::: Information shown

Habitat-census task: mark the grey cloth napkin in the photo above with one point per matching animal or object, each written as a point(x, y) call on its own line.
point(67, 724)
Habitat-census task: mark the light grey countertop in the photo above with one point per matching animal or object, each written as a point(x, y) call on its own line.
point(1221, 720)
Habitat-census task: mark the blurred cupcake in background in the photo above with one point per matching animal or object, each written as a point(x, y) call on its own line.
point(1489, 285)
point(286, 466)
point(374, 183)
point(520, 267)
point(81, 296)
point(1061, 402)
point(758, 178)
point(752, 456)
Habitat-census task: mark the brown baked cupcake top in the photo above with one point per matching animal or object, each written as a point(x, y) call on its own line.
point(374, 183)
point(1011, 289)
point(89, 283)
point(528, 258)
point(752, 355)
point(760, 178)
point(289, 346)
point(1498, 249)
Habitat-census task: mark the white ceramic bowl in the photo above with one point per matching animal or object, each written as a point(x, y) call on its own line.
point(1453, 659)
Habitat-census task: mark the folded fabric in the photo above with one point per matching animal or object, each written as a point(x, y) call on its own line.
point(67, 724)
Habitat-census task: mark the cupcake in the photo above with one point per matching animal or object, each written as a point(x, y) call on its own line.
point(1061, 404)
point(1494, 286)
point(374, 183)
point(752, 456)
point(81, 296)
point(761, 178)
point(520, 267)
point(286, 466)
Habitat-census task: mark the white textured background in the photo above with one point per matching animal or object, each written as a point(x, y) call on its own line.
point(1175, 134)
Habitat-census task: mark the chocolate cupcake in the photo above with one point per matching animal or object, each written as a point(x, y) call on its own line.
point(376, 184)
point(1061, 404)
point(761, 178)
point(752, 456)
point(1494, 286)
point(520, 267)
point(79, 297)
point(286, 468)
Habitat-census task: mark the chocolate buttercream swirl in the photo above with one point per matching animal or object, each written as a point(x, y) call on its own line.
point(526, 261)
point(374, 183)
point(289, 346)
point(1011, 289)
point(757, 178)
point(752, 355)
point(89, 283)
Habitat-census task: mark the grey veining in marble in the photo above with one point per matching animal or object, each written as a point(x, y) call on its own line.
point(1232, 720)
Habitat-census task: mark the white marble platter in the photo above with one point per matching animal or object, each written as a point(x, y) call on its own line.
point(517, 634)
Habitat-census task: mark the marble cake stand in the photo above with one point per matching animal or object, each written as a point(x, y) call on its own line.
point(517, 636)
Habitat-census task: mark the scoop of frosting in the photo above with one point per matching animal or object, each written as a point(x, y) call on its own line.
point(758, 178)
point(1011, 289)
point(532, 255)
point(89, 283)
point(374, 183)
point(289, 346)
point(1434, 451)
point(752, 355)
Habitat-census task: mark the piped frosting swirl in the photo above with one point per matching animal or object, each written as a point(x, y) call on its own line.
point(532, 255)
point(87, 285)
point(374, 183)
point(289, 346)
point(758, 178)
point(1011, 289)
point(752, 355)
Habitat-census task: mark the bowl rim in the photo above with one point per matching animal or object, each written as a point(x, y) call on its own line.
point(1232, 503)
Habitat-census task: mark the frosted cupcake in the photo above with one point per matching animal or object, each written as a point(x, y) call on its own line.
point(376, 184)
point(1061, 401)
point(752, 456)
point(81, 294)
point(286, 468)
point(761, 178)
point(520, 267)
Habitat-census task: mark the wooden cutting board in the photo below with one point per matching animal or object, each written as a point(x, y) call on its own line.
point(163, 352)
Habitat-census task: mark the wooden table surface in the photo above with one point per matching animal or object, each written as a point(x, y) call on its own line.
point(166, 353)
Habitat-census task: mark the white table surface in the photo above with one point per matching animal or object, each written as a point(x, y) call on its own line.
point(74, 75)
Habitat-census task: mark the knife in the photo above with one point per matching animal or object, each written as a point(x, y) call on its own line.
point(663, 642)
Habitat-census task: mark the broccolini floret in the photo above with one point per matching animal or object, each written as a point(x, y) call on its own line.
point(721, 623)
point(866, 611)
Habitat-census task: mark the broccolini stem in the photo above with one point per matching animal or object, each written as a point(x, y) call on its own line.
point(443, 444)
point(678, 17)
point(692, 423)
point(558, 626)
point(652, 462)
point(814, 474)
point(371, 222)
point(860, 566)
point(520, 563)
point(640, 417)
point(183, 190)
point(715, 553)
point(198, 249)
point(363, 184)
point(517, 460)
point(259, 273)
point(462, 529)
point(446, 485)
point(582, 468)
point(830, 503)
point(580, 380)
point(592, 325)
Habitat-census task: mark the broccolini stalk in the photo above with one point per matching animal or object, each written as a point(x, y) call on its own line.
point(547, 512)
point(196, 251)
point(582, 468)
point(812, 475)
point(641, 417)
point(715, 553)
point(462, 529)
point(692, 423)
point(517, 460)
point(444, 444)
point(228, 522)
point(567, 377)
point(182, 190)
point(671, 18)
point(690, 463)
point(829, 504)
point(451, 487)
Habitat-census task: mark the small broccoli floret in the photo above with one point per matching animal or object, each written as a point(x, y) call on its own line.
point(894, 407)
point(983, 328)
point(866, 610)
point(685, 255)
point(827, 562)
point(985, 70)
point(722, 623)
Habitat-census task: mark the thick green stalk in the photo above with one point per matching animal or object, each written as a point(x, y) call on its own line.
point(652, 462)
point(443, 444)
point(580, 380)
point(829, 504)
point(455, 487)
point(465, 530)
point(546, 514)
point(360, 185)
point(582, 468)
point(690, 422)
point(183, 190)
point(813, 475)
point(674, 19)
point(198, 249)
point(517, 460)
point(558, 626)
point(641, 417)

::::::

▶ [Problem to work on] A precise copy of the whole listing is the expected answer.

▶ [Answer below]
Habitat-census task: mark the grey cloth napkin in the photo above with one point per matching animal or object, each written as a point(x, y) call on its own line.
point(67, 724)
Habitat-census task: mark the light grey countertop in the photo above with one point per matching animal or object, each written as a point(x, y) call on its own line.
point(1221, 720)
Habitat-census task: mark the blurred cupcake in background in the photo above with one point per matching animal or object, each written as a point(x, y) call on its own line.
point(1489, 285)
point(286, 466)
point(374, 183)
point(520, 267)
point(81, 296)
point(1061, 402)
point(758, 178)
point(752, 456)
Habitat-census task: mark the brown baked cupcake top in the photo above with one point per matching animal or object, each written as a point(x, y) call on its own line.
point(374, 183)
point(1011, 289)
point(89, 283)
point(528, 258)
point(752, 355)
point(760, 178)
point(289, 346)
point(1498, 249)
Habitat-census task: mark the white ceramic bowl in the photo above with one point per matching animal or object, each written as a point(x, y) call on its own line.
point(1453, 659)
Habitat-census task: mark the folded fabric in the photo above with one point per matching animal or object, each written as a point(x, y) call on its own line.
point(67, 724)
Habitat-census task: mark the cupcake in the photo above with one point per matching animal or object, each written as a point(x, y) call on its own line.
point(1061, 404)
point(1494, 286)
point(374, 183)
point(752, 456)
point(81, 296)
point(761, 178)
point(520, 267)
point(286, 466)
Habitat-census task: mark the white textured background in the photo above with one point per matching animal or object, each written as a point(x, y) call on its own line.
point(1175, 134)
Habitat-census task: mark the chocolate cupcake in the photo above with one point per matching animal or object, each written as a point(x, y) call on its own line.
point(376, 184)
point(1061, 404)
point(761, 178)
point(752, 456)
point(1494, 286)
point(520, 267)
point(79, 297)
point(286, 468)
Habitat-census task: mark the chocolate buttercream swirl in the photo above with one point per matching animal or object, each written as a point(x, y) call on its own line.
point(526, 261)
point(374, 183)
point(289, 346)
point(1011, 289)
point(757, 178)
point(752, 355)
point(89, 283)
Habitat-census task: mark the grey veining in marble in the photo above with one point per matching animal or object, each written as a point(x, y) call on its own line.
point(1232, 720)
Habitat-census task: mark the white marble platter in the photo above with one point per matching animal or object, each written as a point(x, y) call on its own line.
point(517, 634)
Habitat-census task: mark the marble cake stand in the photo above with one point per matching animal or object, each written as a point(x, y) call on its own line.
point(517, 636)
Habitat-census task: mark the scoop of frosting in the photo above with one point per matching animal or object, each written as a point(x, y) call on its own line.
point(758, 178)
point(1011, 289)
point(532, 255)
point(89, 283)
point(374, 183)
point(289, 346)
point(1434, 451)
point(752, 355)
Habitat-census task: mark the piped frosting swirl in the photo above with one point per matching animal or object, each written as a point(x, y) call on its own line.
point(532, 255)
point(87, 285)
point(374, 183)
point(289, 346)
point(758, 178)
point(1011, 289)
point(752, 355)
Habitat-census task: mark the bowl rim in the photo above with one point per matching animal or object, each written as a point(x, y) call on its own line.
point(1232, 503)
Habitat-census task: mark the frosted cupcake in the photo above with one point per matching animal or object, each written as a point(x, y) call on its own line.
point(376, 184)
point(1061, 401)
point(752, 456)
point(81, 294)
point(286, 468)
point(761, 178)
point(520, 267)
Habitat-census task: mark the wooden cutting board in the photo below with one point per matching animal or object, each written as a point(x, y) call on its own line.
point(163, 352)
Habitat-census task: mark the wooden table surface in the photo above with one point per matching animal or object, each written as a point(x, y) call on its own line.
point(166, 353)
Habitat-census task: mark the white table surface in the photo above with one point per matching animal or object, each written as a point(x, y) call on its own line.
point(74, 75)
Habitat-census task: mark the knife in the photo above with one point per matching animal or object, each written as a point(x, y) call on its own line.
point(663, 642)
Habitat-census task: mark the broccolini floret in the photo above with one point per matching animal or object, each written as a point(x, y) call on its own line.
point(721, 623)
point(866, 611)
Habitat-census task: mark the broccolini stem in the photo above with one point per matching animal or object, each written as a point(x, y) call on its own line.
point(443, 444)
point(678, 17)
point(692, 423)
point(558, 626)
point(652, 462)
point(814, 474)
point(371, 222)
point(860, 566)
point(520, 563)
point(640, 417)
point(183, 190)
point(715, 553)
point(198, 249)
point(363, 184)
point(517, 460)
point(259, 273)
point(462, 529)
point(446, 485)
point(582, 468)
point(830, 503)
point(580, 380)
point(592, 325)
Habitat-census task: mark the broccolini stalk in the photo above with one point per matching animal or object, each written as a point(x, y) call on its own line.
point(547, 512)
point(196, 251)
point(582, 468)
point(812, 475)
point(641, 417)
point(715, 553)
point(462, 529)
point(692, 423)
point(517, 460)
point(444, 444)
point(228, 522)
point(567, 377)
point(182, 190)
point(671, 18)
point(690, 463)
point(829, 504)
point(451, 487)
Habitat-census task: mark the small broccoli floret in the photo above with one point per matching animal or object, each written as a point(x, y) call on its own line.
point(894, 407)
point(983, 328)
point(866, 610)
point(685, 255)
point(827, 562)
point(985, 70)
point(722, 623)
Habitat-census task: mark the thick green stalk in the photo above with one point per matching animal or object, each written as a point(x, y) call on its own line.
point(652, 462)
point(443, 444)
point(580, 380)
point(829, 504)
point(455, 487)
point(465, 530)
point(546, 514)
point(360, 185)
point(582, 468)
point(690, 422)
point(183, 190)
point(813, 475)
point(674, 19)
point(198, 249)
point(517, 460)
point(558, 626)
point(641, 417)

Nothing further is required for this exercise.